[Records pointing to named objects]

↓↓↓

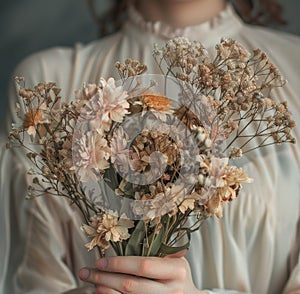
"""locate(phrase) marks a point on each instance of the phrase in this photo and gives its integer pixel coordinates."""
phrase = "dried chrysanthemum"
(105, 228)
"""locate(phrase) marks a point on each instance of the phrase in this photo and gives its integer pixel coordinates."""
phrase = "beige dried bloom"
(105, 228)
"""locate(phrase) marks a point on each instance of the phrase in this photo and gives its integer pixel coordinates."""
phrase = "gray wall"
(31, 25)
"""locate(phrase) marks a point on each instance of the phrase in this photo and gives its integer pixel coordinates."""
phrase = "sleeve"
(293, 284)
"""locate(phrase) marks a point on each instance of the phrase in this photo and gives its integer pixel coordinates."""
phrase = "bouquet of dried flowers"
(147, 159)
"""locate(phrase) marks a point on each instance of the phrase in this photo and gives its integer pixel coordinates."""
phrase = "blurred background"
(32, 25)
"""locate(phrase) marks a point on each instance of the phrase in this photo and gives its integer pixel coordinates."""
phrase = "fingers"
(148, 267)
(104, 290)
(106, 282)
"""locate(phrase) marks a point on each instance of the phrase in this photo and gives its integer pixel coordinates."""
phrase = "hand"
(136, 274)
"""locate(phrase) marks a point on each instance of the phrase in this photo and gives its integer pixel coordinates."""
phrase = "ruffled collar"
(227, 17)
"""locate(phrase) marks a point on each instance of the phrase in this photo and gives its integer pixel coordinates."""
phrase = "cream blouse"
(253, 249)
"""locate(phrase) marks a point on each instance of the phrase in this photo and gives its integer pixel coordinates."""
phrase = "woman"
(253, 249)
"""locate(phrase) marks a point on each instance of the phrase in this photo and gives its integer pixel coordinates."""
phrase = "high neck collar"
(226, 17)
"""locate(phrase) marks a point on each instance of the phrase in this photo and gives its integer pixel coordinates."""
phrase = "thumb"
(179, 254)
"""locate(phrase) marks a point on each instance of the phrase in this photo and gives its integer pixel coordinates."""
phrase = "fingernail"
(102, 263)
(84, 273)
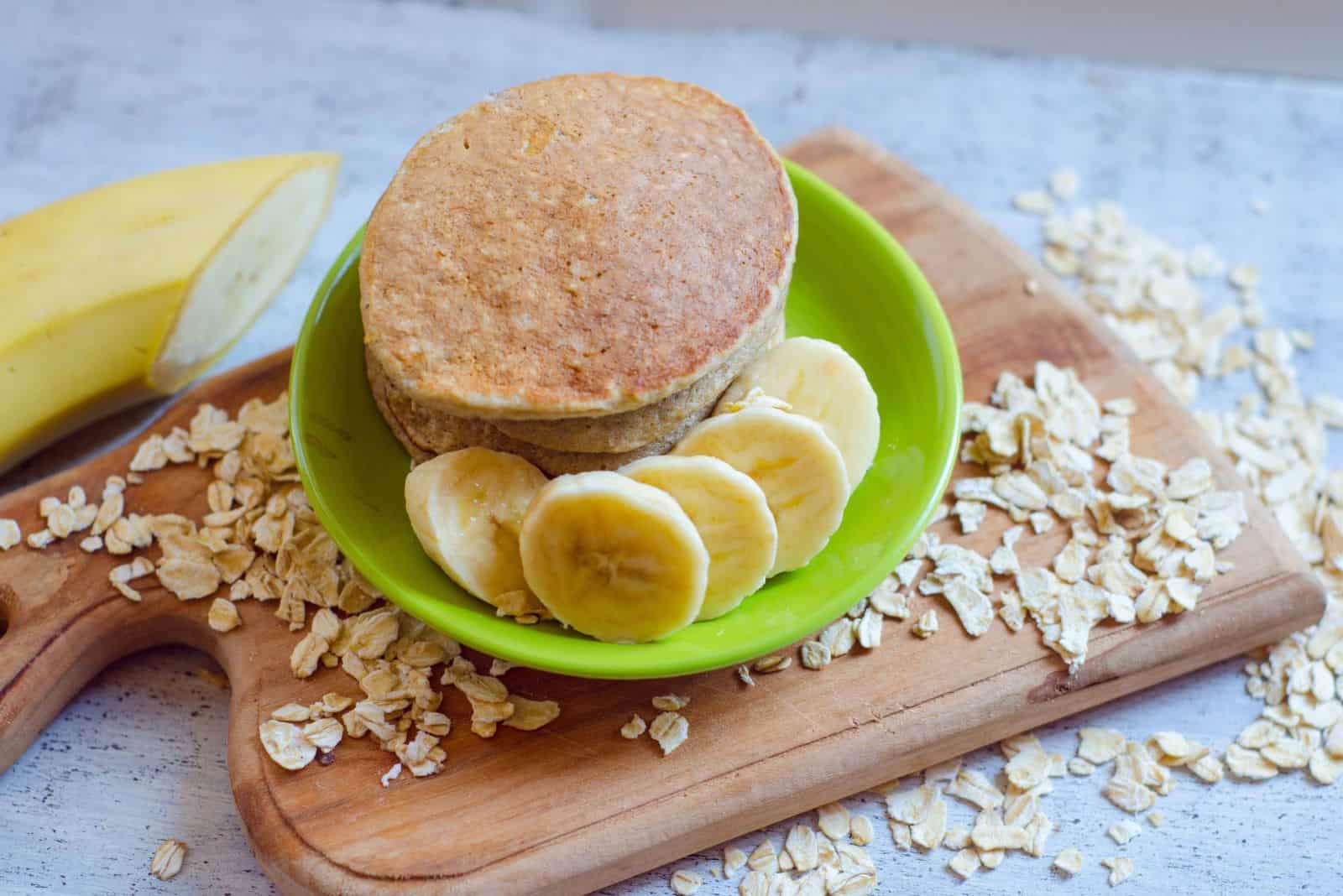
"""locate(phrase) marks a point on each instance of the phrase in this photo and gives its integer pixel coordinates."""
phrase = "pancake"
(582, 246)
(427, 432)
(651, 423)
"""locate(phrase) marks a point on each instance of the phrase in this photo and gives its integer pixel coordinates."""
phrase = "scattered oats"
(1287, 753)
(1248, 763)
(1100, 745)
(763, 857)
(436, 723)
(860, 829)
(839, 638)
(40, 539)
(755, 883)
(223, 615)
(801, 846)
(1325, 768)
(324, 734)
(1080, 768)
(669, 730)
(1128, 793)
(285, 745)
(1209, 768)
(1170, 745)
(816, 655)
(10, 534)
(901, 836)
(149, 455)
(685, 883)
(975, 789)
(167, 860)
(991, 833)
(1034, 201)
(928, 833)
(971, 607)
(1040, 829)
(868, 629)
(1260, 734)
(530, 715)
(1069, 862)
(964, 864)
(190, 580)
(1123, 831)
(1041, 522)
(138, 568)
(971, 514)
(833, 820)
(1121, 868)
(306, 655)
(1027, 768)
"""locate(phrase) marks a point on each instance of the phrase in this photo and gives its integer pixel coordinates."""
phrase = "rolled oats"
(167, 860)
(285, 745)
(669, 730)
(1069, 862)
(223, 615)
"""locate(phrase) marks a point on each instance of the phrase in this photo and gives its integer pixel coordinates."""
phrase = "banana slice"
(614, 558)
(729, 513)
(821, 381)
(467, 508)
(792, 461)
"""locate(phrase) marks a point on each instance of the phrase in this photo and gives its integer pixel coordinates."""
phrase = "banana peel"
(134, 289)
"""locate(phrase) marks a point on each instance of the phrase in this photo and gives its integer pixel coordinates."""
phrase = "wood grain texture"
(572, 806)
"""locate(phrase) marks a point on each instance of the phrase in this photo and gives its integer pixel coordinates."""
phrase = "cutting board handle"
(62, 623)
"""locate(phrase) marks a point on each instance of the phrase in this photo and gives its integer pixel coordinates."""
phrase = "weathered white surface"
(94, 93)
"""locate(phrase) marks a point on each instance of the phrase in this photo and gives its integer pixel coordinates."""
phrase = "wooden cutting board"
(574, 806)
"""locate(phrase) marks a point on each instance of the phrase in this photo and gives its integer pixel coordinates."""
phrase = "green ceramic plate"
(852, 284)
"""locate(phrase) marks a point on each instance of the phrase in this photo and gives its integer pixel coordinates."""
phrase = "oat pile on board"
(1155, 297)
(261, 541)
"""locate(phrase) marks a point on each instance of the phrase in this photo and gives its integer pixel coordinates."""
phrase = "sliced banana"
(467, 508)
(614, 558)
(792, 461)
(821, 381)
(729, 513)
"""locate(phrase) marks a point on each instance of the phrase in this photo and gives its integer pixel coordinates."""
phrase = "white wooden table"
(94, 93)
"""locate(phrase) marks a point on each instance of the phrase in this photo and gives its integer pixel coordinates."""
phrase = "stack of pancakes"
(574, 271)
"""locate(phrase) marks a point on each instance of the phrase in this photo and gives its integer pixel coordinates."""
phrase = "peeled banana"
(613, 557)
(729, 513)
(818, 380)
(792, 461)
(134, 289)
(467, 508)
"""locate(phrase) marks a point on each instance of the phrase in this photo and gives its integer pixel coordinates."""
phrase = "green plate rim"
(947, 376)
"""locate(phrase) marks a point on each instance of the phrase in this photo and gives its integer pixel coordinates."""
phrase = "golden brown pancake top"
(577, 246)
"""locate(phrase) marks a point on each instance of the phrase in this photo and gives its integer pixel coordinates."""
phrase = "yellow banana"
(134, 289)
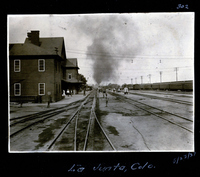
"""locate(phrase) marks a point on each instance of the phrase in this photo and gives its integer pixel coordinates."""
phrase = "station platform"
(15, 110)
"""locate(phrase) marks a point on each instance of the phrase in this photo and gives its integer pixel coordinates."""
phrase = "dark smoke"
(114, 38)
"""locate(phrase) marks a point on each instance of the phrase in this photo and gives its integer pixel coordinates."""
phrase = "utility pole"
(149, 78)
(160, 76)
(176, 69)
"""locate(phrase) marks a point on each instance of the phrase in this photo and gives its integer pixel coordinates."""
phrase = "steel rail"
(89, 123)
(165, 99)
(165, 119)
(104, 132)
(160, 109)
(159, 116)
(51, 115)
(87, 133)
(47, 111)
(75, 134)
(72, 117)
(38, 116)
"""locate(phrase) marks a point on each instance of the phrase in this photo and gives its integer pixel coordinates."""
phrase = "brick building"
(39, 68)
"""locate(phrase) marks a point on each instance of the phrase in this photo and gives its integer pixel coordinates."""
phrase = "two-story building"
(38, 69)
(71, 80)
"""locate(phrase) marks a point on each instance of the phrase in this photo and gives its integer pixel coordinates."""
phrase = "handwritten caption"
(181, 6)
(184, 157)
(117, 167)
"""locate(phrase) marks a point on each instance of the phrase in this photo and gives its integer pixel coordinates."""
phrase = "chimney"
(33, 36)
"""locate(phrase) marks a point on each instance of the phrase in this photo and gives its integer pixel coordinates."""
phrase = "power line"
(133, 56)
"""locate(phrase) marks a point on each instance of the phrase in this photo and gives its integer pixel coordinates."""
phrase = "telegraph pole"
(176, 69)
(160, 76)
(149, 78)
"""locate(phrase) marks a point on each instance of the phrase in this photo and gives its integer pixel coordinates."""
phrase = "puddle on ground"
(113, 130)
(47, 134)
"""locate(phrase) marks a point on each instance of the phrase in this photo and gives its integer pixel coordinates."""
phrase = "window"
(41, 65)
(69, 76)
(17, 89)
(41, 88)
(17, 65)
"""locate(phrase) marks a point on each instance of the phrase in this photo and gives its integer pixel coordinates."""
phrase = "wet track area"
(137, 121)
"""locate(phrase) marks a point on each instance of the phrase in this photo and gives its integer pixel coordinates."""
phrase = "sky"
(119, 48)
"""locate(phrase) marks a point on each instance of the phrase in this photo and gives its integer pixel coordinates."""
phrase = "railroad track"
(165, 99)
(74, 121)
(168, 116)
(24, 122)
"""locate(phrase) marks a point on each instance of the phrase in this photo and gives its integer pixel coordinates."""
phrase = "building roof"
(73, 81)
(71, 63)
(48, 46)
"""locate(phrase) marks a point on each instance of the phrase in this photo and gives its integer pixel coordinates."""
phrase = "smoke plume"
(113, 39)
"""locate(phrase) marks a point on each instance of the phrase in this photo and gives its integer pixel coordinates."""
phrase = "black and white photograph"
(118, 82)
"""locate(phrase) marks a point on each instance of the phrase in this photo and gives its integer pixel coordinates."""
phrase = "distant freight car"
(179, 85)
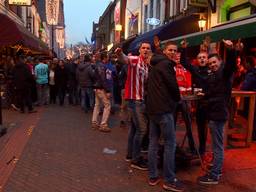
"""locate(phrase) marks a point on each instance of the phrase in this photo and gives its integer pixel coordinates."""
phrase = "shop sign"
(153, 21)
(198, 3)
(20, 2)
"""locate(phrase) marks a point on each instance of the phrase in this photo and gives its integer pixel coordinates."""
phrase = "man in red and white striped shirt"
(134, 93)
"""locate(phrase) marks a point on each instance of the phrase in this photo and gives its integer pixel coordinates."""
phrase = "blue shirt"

↑↑↑
↓↓↓

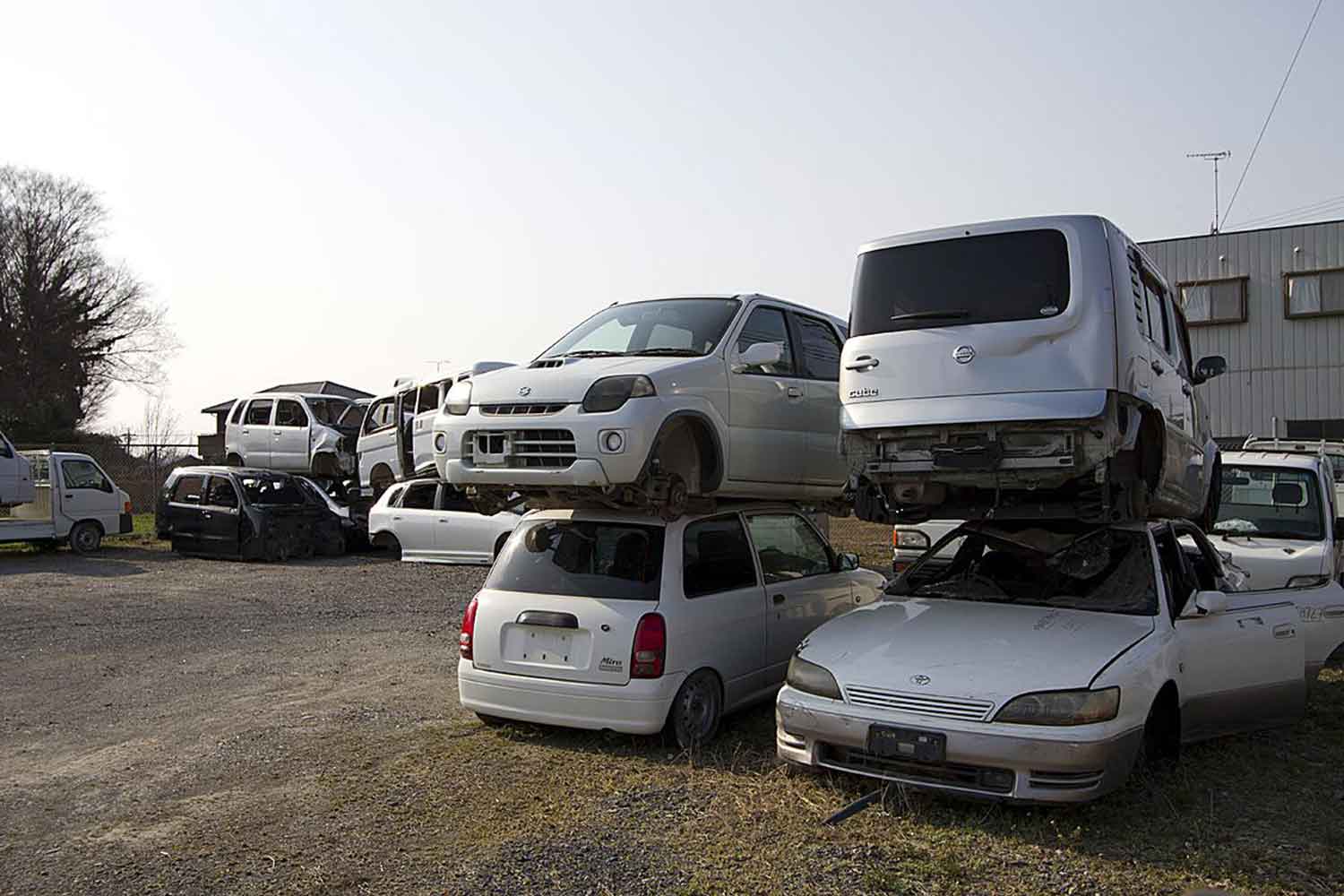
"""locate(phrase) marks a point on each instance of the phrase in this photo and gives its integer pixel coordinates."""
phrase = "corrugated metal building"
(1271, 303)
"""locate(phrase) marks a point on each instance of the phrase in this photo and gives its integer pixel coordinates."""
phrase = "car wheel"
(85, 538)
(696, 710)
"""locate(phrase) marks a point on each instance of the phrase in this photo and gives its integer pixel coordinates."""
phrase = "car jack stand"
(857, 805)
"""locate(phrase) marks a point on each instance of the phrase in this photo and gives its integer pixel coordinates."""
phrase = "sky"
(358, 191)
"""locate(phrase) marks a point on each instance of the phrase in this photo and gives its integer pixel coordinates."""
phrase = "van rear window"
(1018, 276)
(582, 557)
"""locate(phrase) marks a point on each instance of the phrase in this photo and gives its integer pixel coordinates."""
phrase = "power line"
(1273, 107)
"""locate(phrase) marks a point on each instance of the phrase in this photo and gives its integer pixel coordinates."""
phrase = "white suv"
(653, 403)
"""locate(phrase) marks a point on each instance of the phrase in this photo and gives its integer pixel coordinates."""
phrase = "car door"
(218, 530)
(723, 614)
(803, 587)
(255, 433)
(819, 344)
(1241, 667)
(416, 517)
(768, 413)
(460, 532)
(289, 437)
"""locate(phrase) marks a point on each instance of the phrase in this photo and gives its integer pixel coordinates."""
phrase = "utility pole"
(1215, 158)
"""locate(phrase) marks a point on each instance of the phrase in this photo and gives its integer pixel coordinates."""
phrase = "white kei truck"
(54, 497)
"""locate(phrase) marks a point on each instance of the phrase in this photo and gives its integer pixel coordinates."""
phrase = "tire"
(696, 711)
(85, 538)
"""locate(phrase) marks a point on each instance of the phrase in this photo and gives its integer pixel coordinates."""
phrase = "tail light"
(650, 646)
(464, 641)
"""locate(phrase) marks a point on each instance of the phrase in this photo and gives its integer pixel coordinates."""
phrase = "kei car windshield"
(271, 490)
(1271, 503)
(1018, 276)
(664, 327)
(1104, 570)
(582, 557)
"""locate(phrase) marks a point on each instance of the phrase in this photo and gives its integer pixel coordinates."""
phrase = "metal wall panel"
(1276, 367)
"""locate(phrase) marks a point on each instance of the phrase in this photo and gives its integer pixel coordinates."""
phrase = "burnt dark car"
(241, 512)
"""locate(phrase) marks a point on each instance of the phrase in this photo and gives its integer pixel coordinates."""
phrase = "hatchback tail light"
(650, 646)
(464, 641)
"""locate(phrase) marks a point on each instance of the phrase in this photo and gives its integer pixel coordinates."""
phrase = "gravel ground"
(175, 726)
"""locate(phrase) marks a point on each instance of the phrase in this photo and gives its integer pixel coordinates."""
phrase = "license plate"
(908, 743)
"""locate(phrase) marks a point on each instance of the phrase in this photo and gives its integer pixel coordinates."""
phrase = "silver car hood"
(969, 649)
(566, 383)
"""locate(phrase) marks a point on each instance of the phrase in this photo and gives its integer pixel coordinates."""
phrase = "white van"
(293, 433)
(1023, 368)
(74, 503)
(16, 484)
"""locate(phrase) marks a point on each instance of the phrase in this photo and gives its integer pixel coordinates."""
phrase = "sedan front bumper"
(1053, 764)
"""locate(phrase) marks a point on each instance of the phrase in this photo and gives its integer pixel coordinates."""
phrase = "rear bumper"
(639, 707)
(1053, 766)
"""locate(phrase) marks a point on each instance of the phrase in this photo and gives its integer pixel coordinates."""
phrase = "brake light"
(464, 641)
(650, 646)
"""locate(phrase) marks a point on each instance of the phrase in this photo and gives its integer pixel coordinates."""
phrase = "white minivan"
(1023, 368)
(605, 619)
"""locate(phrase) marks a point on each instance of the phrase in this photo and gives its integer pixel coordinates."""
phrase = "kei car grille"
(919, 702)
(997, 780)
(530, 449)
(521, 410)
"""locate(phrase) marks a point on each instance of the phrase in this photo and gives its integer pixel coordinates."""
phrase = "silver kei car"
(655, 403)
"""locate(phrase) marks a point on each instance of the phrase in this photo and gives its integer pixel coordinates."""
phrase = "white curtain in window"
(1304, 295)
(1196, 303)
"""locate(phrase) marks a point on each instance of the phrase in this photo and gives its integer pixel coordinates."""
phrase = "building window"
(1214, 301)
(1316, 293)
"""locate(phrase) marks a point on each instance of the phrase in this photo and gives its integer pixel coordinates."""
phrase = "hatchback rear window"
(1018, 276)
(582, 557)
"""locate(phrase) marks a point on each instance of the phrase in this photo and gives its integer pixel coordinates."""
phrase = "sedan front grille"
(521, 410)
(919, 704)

↑↑↑
↓↓↓

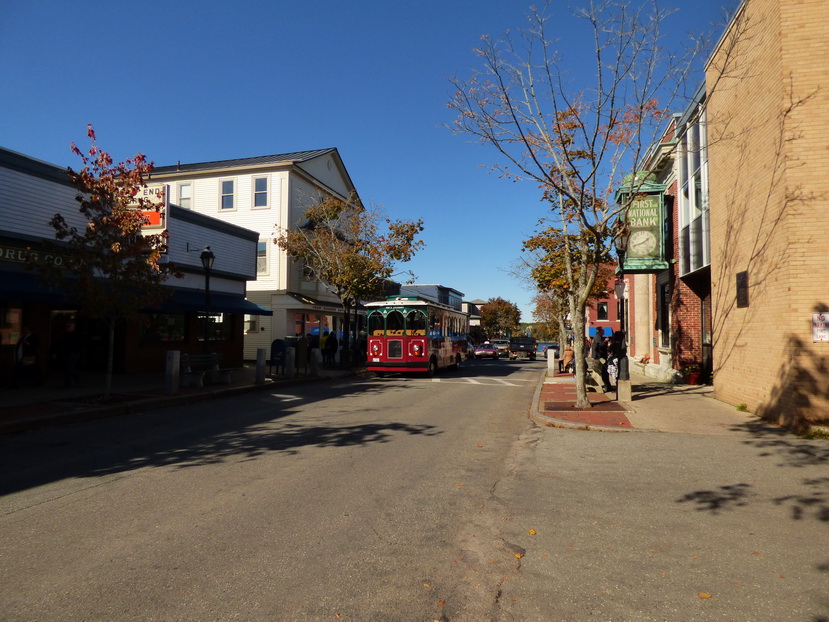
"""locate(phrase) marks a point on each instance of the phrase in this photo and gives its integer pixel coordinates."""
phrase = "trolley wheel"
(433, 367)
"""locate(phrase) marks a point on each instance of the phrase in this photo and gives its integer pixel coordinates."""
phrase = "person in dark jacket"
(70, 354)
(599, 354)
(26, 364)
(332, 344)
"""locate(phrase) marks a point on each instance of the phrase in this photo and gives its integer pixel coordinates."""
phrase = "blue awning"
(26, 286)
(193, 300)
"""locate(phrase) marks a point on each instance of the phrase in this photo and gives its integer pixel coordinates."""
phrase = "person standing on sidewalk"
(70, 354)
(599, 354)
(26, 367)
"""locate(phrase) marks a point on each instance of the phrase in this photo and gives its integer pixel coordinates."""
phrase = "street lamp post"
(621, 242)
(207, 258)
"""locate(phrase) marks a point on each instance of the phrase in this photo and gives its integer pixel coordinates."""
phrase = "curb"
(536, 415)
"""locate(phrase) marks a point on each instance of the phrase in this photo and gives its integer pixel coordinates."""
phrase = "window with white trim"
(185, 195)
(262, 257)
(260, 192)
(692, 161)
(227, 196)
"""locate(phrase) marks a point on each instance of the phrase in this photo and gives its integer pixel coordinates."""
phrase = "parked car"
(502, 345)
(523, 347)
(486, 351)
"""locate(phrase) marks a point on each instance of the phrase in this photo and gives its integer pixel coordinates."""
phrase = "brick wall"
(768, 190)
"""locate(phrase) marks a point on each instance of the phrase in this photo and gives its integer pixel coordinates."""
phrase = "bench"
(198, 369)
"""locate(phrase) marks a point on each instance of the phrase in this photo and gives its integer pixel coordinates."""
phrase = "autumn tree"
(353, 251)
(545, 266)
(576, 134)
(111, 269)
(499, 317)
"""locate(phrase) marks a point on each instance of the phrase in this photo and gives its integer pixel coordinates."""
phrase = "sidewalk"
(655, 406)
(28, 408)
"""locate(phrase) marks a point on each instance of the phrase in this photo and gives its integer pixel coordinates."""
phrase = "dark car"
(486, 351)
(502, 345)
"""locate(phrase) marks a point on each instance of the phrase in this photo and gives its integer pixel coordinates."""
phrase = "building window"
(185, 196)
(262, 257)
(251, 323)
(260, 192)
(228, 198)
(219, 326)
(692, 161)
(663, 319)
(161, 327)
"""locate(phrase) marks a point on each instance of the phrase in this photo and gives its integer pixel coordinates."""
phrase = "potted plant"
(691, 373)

↑↑↑

OBJECTIVE
Return every line of the records above that contains the string "green".

THE SOLUTION
phrase = "green ceramic plate"
phrase = "green plate rim"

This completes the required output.